## Trabalho a realizar
a) No trecho sobre as atribuições do psicólogo no futebol, reproduza o segmento de "O Psicólogo no futebol geralmente" até "com cada atleta.", substituindo "Psicodiagnóstico" por "avaliação diagnóstica".
b) Prossiga o trecho sobre as atribuições do psicólogo no futebol a partir do ponto em que ele termina.

No entanto, dentro da Psicologia do Esporte o profissional de psicologia pode ter diferentes atribuições e contribuir com equipes de formas distintas. Vejamos a seguir quais são as atribuições do psicólogo no futebol:

Elaboração de perfis psicológicos e aplicação de testes

O Psicólogo no futebol geralmente trabalha realizando avaliações psicológicas relacionadas ao esporte. Esse processo é conhecido como Psicodiagnóstico e serve de base para estabelecer perfis dos atletas. Esses perfis, por sua vez, indicam as maneiras mais adequadas de trabalhar com cada atleta.

Através de testes e outros métodos, o profissional avalia aspectos como concentração, atenção e estresse, por exemplo. Assim, consegue ter dados relativos aos construtos psicológicos que se correlacionam com o desempenho esportivo.

Desenvolvimento de treinamentos

O trabalho conjunto com treinador e demais membros da comissão suscita questões e amplia visões acerca dos processos de trabalho. Nesse sentido a multidisciplinaridade pode ocorrer no desenvolvimento de treinos analíticos que mesclem aspectos cognitivos e físicos/técnicos/táticos. Um exemplo disso são os treinos para melhorar a velocidade de tomada de decisão.

Trabalhos de transição

O psicólogo acompanha a transição de atletas da base para o elenco profissional, fornecendo suporte e tornando a transição mais tranquila. Lidar com mudanças, por vezes bruscas, envolvendo muito dinheiro, fama repentina, alteração de rotina, pode ser difícil para jovens atletas.

Desenvolvimento do Treinamento de Habilidades Psicológicas

O THP (treinamento de habilidades psicológicas) é uma série de métodos e técnicas que incluem exercícios como mentalização, controle da ativação, dentre outros. O treinamento é um processo de ensino-aprendizagem de trabalhar os aspectos psicológicos mais presentes no esporte.

Acompanhamento de atletas lesionados

Atletas lesionados tendem a um abatimento, desesperança, dificuldades de lidar com a quebra do ritmo e as incertezas relativas à carreira. Por isso um ponto crucial do trabalho com jogadores é auxiliar no processo de recuperação de atletas lesionados.

Trabalhos psicoeducativos

Equipes de esportes coletivos necessitam de fatores grupais como coesão, comunicação e liderança. Algumas dessas questões podem ser desenvolvidas ou aperfeiçoadas. Assim outra atribuição do Psicólogo é identificar as potencialidades e as vulnerabilidades desses aspectos nos atletas e no time. Posteriormente, adequar atividades e trabalhos psicoeducativos que contemplem o que fora observado.

Como inserir o psicólogo na comissão técnica?

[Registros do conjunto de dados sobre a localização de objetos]
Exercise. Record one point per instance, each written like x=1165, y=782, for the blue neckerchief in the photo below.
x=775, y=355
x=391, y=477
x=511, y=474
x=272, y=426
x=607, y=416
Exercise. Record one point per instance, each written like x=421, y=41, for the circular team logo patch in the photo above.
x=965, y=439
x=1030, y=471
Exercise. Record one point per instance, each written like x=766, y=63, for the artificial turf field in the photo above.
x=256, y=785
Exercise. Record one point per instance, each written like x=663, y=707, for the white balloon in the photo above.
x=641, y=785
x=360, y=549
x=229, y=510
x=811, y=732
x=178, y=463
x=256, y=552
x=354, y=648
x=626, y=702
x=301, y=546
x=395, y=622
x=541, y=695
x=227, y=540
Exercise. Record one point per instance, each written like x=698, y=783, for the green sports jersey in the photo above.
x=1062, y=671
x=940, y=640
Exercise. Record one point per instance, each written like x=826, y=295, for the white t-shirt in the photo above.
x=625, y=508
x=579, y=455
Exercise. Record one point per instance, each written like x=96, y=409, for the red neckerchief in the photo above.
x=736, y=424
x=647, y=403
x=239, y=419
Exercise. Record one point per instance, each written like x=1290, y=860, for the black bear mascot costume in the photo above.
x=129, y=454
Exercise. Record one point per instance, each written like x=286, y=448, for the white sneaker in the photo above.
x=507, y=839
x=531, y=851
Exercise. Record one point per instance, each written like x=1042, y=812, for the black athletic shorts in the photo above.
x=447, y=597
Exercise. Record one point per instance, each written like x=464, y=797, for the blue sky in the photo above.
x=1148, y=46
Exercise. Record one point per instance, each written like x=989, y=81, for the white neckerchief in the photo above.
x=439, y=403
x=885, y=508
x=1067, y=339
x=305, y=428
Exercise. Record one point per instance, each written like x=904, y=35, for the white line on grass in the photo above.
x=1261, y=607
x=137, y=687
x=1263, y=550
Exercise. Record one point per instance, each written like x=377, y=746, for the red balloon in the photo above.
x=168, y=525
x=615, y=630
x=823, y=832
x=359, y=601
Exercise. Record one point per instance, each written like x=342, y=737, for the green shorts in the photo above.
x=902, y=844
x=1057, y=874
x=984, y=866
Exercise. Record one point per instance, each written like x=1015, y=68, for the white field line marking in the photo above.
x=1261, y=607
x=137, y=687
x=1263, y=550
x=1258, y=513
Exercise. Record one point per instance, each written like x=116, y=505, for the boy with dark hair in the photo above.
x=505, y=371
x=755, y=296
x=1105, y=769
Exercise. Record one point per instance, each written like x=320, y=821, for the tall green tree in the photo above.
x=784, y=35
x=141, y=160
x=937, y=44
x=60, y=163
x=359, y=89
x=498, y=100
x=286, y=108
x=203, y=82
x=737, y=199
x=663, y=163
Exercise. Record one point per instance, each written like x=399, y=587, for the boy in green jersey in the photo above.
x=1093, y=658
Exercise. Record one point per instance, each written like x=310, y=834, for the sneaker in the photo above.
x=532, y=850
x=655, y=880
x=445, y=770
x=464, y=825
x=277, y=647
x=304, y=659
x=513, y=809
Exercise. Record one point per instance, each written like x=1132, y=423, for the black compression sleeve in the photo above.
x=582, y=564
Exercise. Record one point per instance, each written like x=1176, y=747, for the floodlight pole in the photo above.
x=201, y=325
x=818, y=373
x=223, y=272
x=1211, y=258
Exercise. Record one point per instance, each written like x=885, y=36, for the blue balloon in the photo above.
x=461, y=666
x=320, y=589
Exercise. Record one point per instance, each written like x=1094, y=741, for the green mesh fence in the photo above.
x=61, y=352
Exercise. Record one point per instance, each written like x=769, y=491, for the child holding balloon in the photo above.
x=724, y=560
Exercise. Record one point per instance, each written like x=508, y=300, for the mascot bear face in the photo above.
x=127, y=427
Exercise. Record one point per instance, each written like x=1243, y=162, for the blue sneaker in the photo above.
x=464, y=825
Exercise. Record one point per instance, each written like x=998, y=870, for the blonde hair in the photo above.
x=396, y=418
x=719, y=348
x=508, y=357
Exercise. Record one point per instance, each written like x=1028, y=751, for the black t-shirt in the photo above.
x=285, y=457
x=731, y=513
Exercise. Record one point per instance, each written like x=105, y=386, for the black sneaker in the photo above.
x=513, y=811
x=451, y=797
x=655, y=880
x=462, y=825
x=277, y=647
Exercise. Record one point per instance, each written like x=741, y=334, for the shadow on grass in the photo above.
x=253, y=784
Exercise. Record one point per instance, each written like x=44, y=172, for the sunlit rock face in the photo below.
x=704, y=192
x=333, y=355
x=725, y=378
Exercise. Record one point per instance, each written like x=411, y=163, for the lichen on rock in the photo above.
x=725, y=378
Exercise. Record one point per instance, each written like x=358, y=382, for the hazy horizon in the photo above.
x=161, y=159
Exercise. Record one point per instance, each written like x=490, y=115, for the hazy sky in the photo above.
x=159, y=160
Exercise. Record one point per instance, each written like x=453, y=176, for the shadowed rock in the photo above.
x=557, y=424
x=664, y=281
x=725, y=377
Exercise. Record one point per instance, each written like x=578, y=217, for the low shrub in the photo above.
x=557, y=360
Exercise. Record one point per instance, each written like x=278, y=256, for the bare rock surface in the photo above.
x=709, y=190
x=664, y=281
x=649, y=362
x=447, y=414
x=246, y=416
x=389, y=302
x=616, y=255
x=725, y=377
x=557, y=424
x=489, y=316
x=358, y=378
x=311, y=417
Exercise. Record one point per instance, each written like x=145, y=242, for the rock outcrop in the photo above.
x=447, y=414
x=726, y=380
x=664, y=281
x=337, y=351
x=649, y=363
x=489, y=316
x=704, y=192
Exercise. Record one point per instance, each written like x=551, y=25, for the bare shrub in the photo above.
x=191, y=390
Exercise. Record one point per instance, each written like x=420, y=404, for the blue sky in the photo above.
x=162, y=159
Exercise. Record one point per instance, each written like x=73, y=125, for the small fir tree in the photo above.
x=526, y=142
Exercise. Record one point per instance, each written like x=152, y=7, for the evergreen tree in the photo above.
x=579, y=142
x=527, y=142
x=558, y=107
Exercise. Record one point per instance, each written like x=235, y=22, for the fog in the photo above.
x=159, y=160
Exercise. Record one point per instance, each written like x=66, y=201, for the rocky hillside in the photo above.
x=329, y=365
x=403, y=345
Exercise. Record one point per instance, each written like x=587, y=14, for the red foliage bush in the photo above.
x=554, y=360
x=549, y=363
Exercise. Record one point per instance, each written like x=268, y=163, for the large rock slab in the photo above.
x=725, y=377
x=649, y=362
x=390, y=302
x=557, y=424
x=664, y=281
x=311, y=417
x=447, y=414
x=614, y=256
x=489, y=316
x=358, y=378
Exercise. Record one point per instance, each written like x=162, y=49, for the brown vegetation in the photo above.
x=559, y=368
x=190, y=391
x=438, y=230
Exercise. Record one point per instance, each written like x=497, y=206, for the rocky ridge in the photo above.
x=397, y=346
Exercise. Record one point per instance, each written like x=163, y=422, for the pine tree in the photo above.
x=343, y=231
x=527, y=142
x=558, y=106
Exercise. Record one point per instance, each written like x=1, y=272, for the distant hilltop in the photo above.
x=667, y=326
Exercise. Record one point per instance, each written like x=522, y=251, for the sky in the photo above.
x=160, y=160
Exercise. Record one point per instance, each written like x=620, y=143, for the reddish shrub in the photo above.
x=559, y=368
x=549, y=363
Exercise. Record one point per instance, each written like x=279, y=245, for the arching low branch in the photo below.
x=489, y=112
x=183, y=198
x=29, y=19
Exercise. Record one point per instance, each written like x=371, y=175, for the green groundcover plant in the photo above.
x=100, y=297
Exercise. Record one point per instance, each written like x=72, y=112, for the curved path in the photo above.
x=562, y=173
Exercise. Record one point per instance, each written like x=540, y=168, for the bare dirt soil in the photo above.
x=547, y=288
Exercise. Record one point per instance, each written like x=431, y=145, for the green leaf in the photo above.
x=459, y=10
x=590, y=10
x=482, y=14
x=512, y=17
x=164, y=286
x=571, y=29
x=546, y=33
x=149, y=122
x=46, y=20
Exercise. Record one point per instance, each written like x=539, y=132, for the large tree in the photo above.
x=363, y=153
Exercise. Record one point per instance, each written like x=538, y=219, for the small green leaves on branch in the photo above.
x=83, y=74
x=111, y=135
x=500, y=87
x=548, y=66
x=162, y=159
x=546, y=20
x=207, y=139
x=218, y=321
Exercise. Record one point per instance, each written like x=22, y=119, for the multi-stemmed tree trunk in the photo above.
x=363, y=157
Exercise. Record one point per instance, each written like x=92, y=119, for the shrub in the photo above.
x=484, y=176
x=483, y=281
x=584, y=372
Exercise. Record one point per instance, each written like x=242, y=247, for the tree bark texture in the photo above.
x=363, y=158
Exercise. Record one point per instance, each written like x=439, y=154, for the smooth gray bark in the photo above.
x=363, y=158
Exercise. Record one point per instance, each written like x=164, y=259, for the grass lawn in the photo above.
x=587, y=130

## Respostas às tarefas
a)
O Psicólogo no futebol geralmente trabalha realizando avaliações psicológicas relacionadas ao esporte. Esse processo é conhecido como avaliação diagnóstica e serve de base para estabelecer perfis dos atletas. Esses perfis, por sua vez, indicam as maneiras mais adequadas de trabalhar com cada atleta.

b)
Além de elaboração de perfis e realização de testes psicológicos, é crucial que o Psicólogo acompanhe a rotina do clube. Observações de treinos, jogos, preleções e até mesmo momentos de “resenha” são boas fontes de informação para o trabalho. Por isso o trabalho do Psicólogo requer uma interação com os atletas in loco.

Um exemplo interessante de situação derivada dessa aproximação Psicóloga/atletas ocorreu na Sociedade Esportiva Palmeiras. O técnico Abel Ferreira demonstra apreço pelo trabalho psicológico e estreita bastante a relação com a Psicóloga do clube. Por esse motivo, através de uma observação da Psicóloga e uma conversa com o treinador, foi criada uma forma peculiar de passar as informações aos atletas.

A psicóloga percebeu uma relativa dificuldade de entendimento de algumas instruções e sugeriu que o treinador desenhasse para os atletas. Após a sugestão, o treinador passou a trabalhar com mais elementos visuais para explicar aos seus atletas o que deseja. Abel costuma usar um “bloquinho” com desenhos de campos e entregar durante os jogos, além de utilizar cones em um campo desenhado no solo para instruir seus jogadores.

Esses são exemplos simples de como a presença mais próxima do Psicólogo pode fornecer elementos potencializadores ao trabalho da comissão técnica.

Quais as Dificuldades enfrentadas pela Psicologia do Esporte?

Uma das dificuldades enfrentadas é o desconhecimento das possíveis atribuições de um Psicólogo do Esporte. Esse desconhecimento, por vezes, restringe a atuação mais ampla que deveria ter o Psicólogo. Porém cabe ao próprio profissional realizar um trabalho “psicoeducativo” na medida do possível e revelar as contribuições que tem a oferecer.

Mesmo que em muitos lugares o futebol esteja submisso ao resultado “cru”, novas perspectivas sobre desempenho e sobre análises mais elaboradas estão ganhando força. Pensar o futebol como um esporte complexo, cheio de nuances e interdependente de profissionais de várias áreas é o primeiro passo para um bom trabalho.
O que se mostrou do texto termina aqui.